---------- Document passage ----------

Sunday, August 1, 2021

Origen on John 1:1c

  

The difference between “the God” and “a God”

(12) But since the proposition, “In the beginning was the Word,” has been placed first, perhaps it indicates some order; in the same manner, next, “And the Word was with God,” and third, “And the Word was God.” Perhaps he says, “And the Word was with God,” then, “And the Word was God,” that we might understand that the Word has become God because he is “with God.”

 

(13) John has used the articles in one place and omitted them in another very precisely, and not as though he did not understand the precision of the Greek language. In the case of the Word, he adds the article “the,” but in the case of the noun “God,” he inserts it in one place and omits it in another.

 

(14) For he adds the article when the noun “God” stands for the uncreated cause of the universe, but he omits it when the Word is referred to as “God.” And as “the God” and “God” differ in these places, so, perhaps, “the Word” and “Word” differ.

 

(15) For as the God who is over all is “the God” and not simply “God,” so the source of reason in each rational being is “the Word.” That reason which is in each rational being would not properly have the same designation as the first reason, and be said to be “the Word.”

---------- Extracted records ----------

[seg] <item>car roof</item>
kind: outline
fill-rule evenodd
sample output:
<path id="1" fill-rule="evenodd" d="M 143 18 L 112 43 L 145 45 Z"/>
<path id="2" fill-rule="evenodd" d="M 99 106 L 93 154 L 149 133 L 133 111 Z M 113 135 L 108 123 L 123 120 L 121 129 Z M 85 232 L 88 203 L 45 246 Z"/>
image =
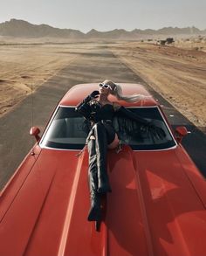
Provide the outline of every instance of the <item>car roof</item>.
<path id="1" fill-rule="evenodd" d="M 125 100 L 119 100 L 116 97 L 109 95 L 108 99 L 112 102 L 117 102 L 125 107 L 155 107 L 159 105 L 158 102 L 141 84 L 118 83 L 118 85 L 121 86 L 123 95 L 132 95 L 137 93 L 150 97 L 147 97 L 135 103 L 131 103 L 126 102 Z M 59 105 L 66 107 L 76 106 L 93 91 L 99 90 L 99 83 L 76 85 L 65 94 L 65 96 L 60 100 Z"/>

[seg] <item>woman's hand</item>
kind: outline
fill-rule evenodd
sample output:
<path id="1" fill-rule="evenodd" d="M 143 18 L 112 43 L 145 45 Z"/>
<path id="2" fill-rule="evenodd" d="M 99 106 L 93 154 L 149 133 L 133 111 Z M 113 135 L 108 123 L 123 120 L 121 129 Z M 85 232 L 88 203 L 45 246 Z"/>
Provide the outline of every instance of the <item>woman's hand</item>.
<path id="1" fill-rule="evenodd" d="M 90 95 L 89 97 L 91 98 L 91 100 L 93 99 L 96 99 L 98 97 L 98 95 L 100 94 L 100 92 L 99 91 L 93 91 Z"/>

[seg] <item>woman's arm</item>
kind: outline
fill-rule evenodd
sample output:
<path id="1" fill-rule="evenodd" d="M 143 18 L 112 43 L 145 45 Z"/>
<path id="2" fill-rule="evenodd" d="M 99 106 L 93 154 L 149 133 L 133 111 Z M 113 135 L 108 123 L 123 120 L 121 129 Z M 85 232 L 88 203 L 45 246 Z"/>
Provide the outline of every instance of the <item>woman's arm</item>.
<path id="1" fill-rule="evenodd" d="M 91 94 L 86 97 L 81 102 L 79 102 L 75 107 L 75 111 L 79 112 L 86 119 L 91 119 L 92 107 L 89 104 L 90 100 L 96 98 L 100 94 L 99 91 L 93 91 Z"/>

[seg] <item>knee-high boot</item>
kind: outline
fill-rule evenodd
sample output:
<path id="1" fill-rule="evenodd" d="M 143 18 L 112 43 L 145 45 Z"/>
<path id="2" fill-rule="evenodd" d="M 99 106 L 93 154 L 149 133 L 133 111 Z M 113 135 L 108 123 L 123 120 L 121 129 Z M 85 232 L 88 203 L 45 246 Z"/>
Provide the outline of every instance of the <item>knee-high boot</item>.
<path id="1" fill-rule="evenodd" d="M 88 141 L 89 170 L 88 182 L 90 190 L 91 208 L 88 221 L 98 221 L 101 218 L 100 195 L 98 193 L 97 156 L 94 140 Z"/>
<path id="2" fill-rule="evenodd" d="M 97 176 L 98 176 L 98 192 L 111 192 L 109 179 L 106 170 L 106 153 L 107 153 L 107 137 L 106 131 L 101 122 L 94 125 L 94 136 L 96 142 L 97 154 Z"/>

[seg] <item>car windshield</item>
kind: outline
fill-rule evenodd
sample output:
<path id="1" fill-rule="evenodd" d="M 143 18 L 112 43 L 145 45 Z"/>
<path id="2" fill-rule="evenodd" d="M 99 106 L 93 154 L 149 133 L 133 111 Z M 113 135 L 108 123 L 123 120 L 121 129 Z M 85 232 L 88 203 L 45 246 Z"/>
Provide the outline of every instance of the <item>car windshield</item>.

----------

### Brief 1
Answer these questions from the passage on Origen and John 1:1c:
(a) In section (12), what might the order "And the Word was with God," then "And the Word was God," help us understand?
(b) In section (14), when does John add the article to the noun "God"?
(c) In section (15), what is the source of reason in each rational being called?
### Brief 2
For each statement, decide whether it agrees with the passage on Origen and John 1:1c:
(a) John omitted the articles because he did not understand the precision of the Greek language.
(b) John adds the article "the" in the case of the Word.
(c) The reason in each rational being would properly carry the same designation as the first reason.
### Brief 3
Output the passage on Origen and John 1:1c between "Sunday, August 1, 2021" and "it in another.", inclusive.

### Exercise output 1
(a) That the Word has become God because he is "with God."
(b) When the noun "God" stands for the uncreated cause of the universe.
(c) "The Word."

### Exercise output 2
(a) No: "and not as though he did not understand the precision of the Greek language."
(b) Yes: "In the case of the Word, he adds the article “the,”"
(c) No: "That reason which is in each rational being would not properly have the same designation as the first reason"

### Exercise output 3
Sunday, August 1, 2021

Origen on John 1:1c

  

The difference between “the God” and “a God”

(12) But since the proposition, “In the beginning was the Word,” has been placed first, perhaps it indicates some order; in the same manner, next, “And the Word was with God,” and third, “And the Word was God.” Perhaps he says, “And the Word was with God,” then, “And the Word was God,” that we might understand that the Word has become God because he is “with God.”

 

(13) John has used the articles in one place and omitted them in another very precisely, and not as though he did not understand the precision of the Greek language. In the case of the Word, he adds the article “the,” but in the case of the noun “God,” he inserts it in one place and omits it in another.